■ **EXTRAIT À LIRE**
◇ ◇ ◇ ◇ ◇

Par Jean-Marie Guénois
Le président de l'épiscopat Mgr
Pontier, répond à une quarantaine de victimes d'abus sexuels et spirituels et
met en cause quatorze «communautés nouvelles».
L'Église catholique, comme toute
institution, n'aime pas reconnaître publiquement des scandales internes. C'est
pourtant ce que vient de faire le président de la Conférence des évêques de
France, Mgr Georges Pontier, en répondant officiellement à un groupe d'une
quarantaine de «victimes de dérives sectaires au sein de différents mouvements
d'Église et congrégations religieuses» qui avaient adressé aux évêques réunis
en assemblée plénière la semaine dernière à Lourdes un «appel» pour dénoncer des «dégâts» humains dont ils ont été
victimes dans le cadre des communautés dites «nouvelles» et dont les effets
décrits peuvent aller de la «dépression», au «suicide» ou la «destruction de
personnalités».
La nouveauté de cette affaire ne
réside pas tant dans la dénonciation d'abus sexuels que quelques-uns des
plaignants ont subis mais dans celle d'«abus spirituel», un concept encore peu
usité. Le fondateur, ou le supérieur, utilise son aura et son pouvoir spirituel
sur des personnalités souvent jeunes et fragiles, pour enfermer leur liberté
dans une dépendance totale afin
d'obtenir d'elles le silence absolu couvrant d'éventuels abus sexuels ou autres
abus de pouvoir.
La seconde originalité tient au
fait que c'est la première fois que sont mises ainsi officiellement en cause
quatorze «communautés nouvelles» qui ont été et continuent d'être, en France
notamment, les symboles de la «nouvelle évangélisation». Elle représente une
floraison d'initiatives pastorales, souvent d'inspiration charismatique mais
pas toujours, qui a comme réveillé le paysage catholique français ces trente
dernières années et qui en fournit toujours la majeure partie des forces vives.
Sur les quatorze noms de
communautés cités par les victimes, seuls cinq à ce jour ont été l'objet de
procès canoniques ou de révélations publiques, objectifs et indiscutables: les Béatitudes (suspension du
fondateur, Frère Ephraïm en 2008), la
Légion du Christ (suspension du fondateur, le père Maciel, en 2006), Points-Cœur (condamnation canonique du
fondateur père Thierry de Roucy en 2011), la Communauté Saint-Jean (accusations officiellement reconnues en mai
2013 par l'ordre contre le fondateur le père Philippe, décédé), les anciens
collaborateurs du père Labaky (interdiction canonique de célébration en juin
2013).

◇ ◇ ◇ ◇ ◇

■ **DONNÉES FOURNIES**
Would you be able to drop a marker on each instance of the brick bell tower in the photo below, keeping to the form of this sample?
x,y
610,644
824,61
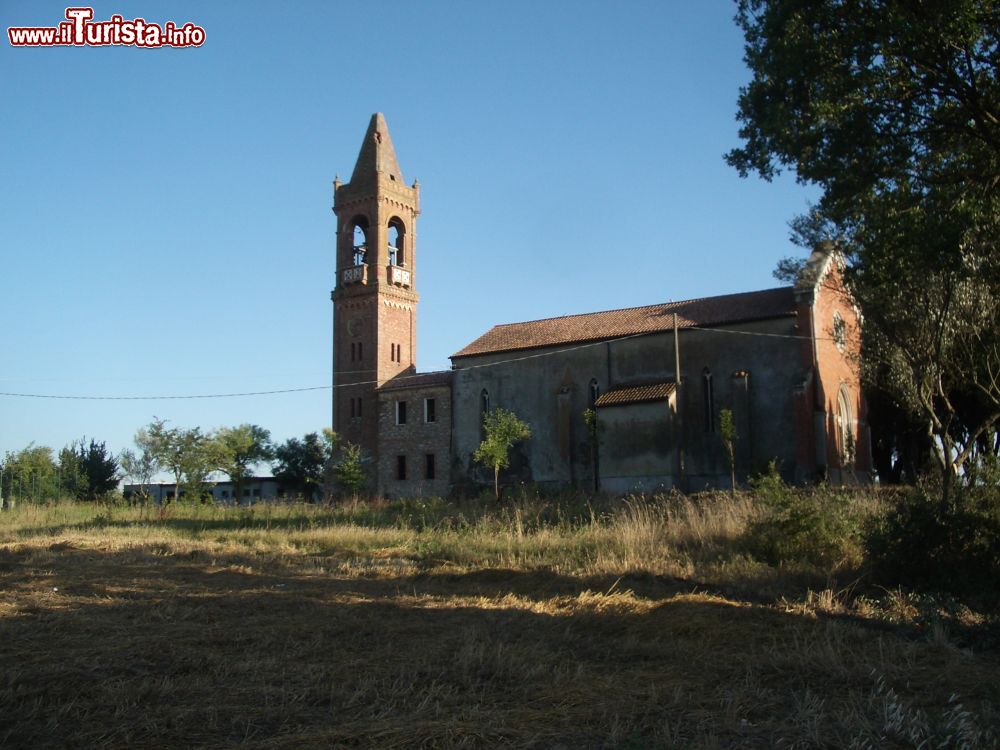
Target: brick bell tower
x,y
375,302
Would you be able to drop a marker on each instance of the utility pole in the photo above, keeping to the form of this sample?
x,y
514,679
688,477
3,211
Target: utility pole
x,y
680,410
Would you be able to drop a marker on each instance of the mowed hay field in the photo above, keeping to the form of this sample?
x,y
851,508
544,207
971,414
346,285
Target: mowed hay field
x,y
295,626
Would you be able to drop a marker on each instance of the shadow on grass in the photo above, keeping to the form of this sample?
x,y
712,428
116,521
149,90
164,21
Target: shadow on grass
x,y
139,649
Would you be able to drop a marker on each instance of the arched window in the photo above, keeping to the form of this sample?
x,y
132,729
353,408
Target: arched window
x,y
359,239
708,391
845,427
397,233
839,331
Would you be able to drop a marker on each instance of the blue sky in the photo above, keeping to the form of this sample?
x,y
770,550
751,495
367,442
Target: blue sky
x,y
165,214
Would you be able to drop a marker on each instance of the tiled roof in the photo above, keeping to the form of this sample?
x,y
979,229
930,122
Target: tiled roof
x,y
636,394
707,311
422,380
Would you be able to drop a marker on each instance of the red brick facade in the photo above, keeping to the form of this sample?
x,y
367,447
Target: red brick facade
x,y
375,302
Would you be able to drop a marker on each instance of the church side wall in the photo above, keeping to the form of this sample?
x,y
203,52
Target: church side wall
x,y
545,391
415,440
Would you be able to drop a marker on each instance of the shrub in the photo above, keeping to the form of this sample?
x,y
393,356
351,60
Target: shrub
x,y
814,527
925,542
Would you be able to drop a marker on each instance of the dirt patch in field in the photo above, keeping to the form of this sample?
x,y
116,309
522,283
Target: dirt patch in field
x,y
154,646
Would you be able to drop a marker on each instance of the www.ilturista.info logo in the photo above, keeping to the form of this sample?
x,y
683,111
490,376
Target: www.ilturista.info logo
x,y
79,30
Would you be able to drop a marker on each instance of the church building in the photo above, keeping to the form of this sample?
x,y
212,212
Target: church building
x,y
656,378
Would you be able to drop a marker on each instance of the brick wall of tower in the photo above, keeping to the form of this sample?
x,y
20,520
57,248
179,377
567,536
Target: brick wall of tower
x,y
414,440
396,335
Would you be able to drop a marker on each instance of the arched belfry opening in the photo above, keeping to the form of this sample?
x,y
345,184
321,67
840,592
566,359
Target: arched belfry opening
x,y
397,237
359,240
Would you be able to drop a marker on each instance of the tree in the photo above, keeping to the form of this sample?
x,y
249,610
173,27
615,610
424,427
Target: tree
x,y
503,429
140,466
236,450
99,469
184,453
299,464
72,479
727,431
893,109
349,470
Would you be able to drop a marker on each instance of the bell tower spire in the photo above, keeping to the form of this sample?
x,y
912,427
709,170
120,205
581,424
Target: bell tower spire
x,y
375,299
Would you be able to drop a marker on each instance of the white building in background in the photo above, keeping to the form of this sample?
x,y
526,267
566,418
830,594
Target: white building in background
x,y
255,489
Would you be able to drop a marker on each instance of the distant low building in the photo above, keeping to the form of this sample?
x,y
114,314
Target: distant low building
x,y
254,490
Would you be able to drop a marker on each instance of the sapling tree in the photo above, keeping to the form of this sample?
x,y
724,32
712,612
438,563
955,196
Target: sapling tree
x,y
349,470
727,431
503,429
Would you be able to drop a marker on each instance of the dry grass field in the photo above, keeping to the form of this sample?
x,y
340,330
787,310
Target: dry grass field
x,y
294,626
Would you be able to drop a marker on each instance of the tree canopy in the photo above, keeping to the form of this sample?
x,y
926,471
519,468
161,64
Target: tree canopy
x,y
300,464
893,109
503,429
236,450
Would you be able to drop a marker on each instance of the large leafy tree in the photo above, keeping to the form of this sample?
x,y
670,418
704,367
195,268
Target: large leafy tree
x,y
237,450
141,464
893,109
186,453
503,429
300,464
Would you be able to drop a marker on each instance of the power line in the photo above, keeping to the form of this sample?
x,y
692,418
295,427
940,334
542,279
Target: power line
x,y
401,377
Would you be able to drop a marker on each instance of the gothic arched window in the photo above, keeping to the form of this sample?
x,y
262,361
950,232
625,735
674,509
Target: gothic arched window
x,y
359,239
839,331
708,389
845,427
397,233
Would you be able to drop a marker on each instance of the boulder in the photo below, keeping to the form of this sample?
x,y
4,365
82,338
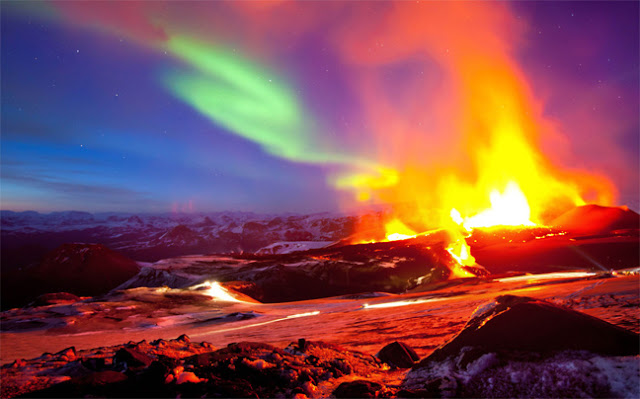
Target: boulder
x,y
131,359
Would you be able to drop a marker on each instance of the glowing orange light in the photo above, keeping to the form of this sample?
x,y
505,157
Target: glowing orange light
x,y
508,208
396,230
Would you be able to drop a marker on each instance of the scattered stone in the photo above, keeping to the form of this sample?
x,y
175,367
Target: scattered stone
x,y
67,354
524,324
357,389
398,354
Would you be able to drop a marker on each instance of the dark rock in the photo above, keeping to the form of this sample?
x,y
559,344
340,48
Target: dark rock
x,y
18,363
100,378
522,324
131,359
357,389
157,371
98,384
94,363
398,354
67,354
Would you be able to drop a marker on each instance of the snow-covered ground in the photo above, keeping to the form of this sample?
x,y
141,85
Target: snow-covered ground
x,y
423,320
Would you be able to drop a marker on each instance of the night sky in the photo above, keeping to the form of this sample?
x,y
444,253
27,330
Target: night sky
x,y
210,106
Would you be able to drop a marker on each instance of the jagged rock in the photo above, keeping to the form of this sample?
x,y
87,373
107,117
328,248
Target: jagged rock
x,y
523,324
54,298
67,354
131,359
357,389
398,354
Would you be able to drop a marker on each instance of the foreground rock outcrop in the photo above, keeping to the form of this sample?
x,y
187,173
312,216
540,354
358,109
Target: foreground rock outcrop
x,y
522,347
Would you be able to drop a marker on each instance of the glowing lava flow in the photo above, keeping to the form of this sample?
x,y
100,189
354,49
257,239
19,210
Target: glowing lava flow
x,y
216,291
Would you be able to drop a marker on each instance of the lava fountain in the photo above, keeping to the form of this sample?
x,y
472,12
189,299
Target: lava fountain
x,y
479,163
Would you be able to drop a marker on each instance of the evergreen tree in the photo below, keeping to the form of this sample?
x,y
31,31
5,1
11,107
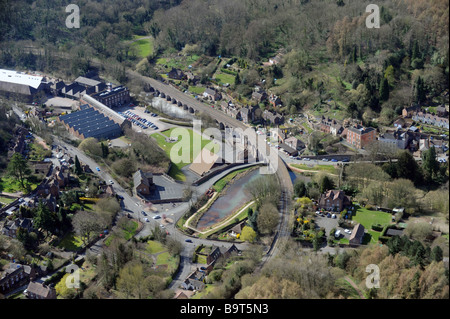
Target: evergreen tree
x,y
237,79
354,55
78,169
416,51
18,168
384,89
419,91
105,150
299,188
326,184
437,254
430,165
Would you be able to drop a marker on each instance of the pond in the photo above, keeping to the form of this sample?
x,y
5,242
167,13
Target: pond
x,y
236,196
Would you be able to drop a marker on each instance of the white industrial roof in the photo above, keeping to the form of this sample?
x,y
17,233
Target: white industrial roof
x,y
20,78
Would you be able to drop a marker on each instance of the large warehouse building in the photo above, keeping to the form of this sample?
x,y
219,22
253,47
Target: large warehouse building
x,y
89,122
20,85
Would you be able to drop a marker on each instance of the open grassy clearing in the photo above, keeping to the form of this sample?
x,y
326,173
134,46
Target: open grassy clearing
x,y
144,47
367,218
323,168
184,143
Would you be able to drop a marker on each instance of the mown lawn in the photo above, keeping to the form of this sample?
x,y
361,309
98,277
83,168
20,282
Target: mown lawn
x,y
12,185
144,47
155,247
196,89
183,143
221,183
325,168
71,242
225,78
367,218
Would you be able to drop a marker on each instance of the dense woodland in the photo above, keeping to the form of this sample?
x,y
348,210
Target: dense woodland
x,y
330,54
331,60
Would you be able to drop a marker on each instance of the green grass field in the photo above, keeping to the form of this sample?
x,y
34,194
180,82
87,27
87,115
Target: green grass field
x,y
12,185
144,47
367,218
71,242
324,168
225,78
155,247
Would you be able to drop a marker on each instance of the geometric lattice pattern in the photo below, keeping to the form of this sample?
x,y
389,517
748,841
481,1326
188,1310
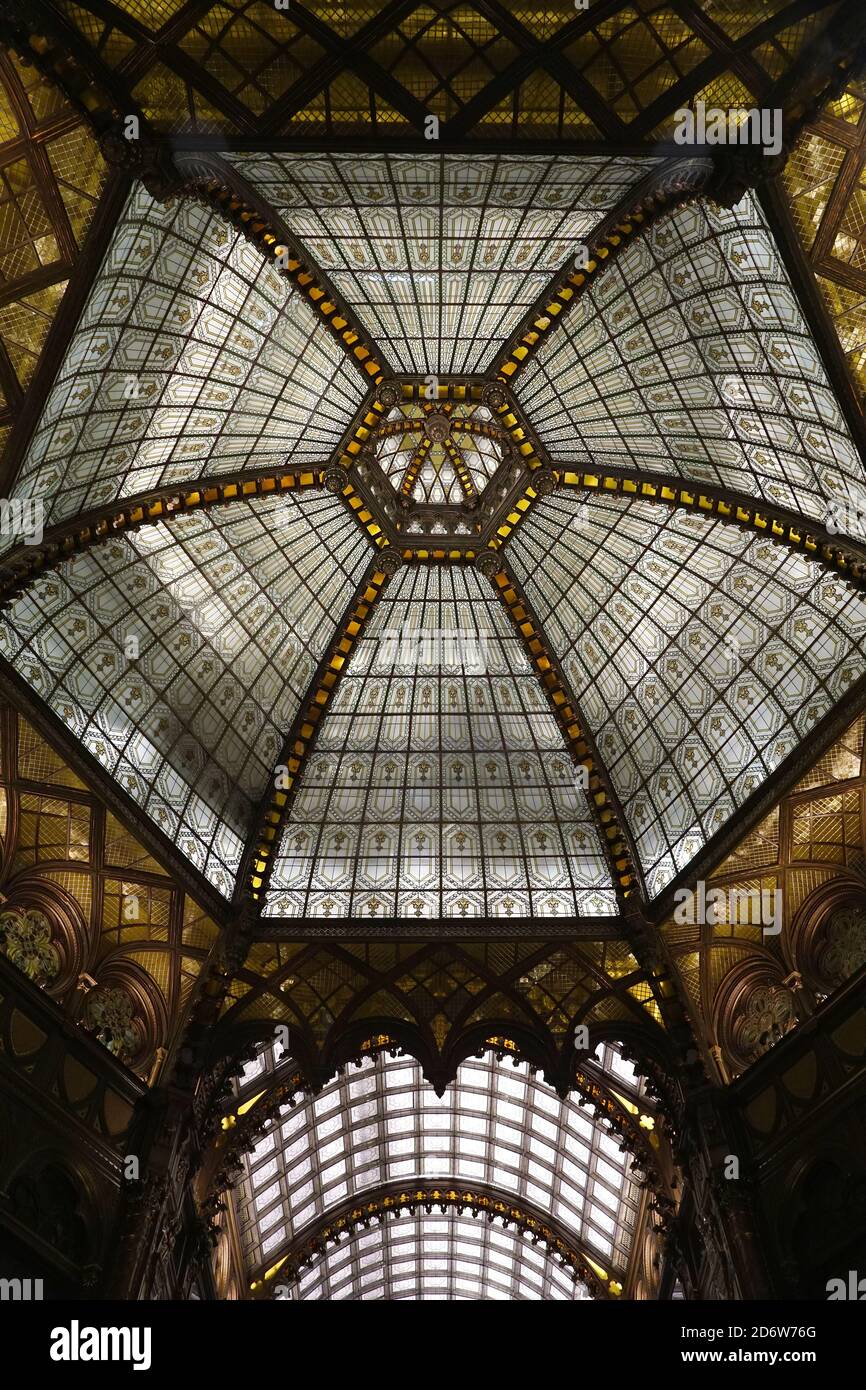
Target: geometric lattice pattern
x,y
192,357
439,784
438,1255
496,1126
690,356
433,463
180,656
439,255
699,655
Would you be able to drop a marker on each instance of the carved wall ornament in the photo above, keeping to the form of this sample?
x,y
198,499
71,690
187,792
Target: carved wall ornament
x,y
844,945
769,1015
755,1008
25,940
110,1015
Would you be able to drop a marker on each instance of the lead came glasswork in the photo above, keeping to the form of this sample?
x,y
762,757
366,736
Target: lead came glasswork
x,y
496,1126
438,1255
434,790
232,610
701,656
690,356
439,255
192,357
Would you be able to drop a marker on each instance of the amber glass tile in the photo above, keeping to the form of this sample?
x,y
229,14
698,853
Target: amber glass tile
x,y
809,177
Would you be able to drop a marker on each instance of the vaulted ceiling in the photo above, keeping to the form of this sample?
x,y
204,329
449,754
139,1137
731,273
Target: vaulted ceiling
x,y
242,633
452,495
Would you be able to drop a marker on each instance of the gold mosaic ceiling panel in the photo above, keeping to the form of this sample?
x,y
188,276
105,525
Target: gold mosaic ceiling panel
x,y
826,188
52,175
239,66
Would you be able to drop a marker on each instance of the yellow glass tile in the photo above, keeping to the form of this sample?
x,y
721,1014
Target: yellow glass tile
x,y
809,178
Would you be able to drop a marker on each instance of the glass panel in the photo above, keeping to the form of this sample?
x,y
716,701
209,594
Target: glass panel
x,y
439,783
180,655
438,1255
439,255
412,1134
701,655
192,357
690,356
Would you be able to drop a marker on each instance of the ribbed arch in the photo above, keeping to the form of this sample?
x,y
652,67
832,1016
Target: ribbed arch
x,y
180,653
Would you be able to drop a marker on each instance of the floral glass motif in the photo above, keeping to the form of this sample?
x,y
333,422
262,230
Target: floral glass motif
x,y
231,612
438,1255
690,356
441,256
699,656
192,357
110,1015
496,1126
437,788
25,940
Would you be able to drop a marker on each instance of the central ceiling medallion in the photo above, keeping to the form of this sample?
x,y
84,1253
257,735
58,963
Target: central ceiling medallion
x,y
441,456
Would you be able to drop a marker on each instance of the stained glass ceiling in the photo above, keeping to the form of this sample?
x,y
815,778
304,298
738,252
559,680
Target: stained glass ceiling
x,y
441,256
698,653
439,456
439,784
180,656
438,1255
438,781
496,1127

◇ ◇ ◇ ◇ ◇

■ **OBJECTIF**
Reprenez l'extrait sur les abus dénoncés au sein des « communautés nouvelles » en le poursuivant après sa dernière phrase. La liste n'a aucun lien avec l'extrait.

■ **RÉPONSE RÉDIGÉE**
Dans sa lettre, Mgr Pontier évite
donc le risque d'amalgame que cette démarche collective contiendrait si l'on
réduisait le dynamisme de ces communautés nouvelles aux graves fautes de
quelques individus, fussent-ils des fondateurs, mais il souligne la question centrale
de la «liberté spirituelle». En clair: la
manipulation des consciences. «L'Évangile du Christ que nous voulons
servir, rétorque-t-il, est une école de liberté spirituelle.»
Au nom «de tous les évêques», il
reconnaît que des «pratiques» contraires à ce respect des consciences «nous
heurtent et nous choquent». Il rappelle que par le passé les évêques «ont
alerté les fidèles mais aussi les familles sur le danger de certains groupes»
et qu'ils ont «interpellé des responsables» mais que «bien souvent» ils n'avaient
alors reçu que «méfiance et silence» pour réponse.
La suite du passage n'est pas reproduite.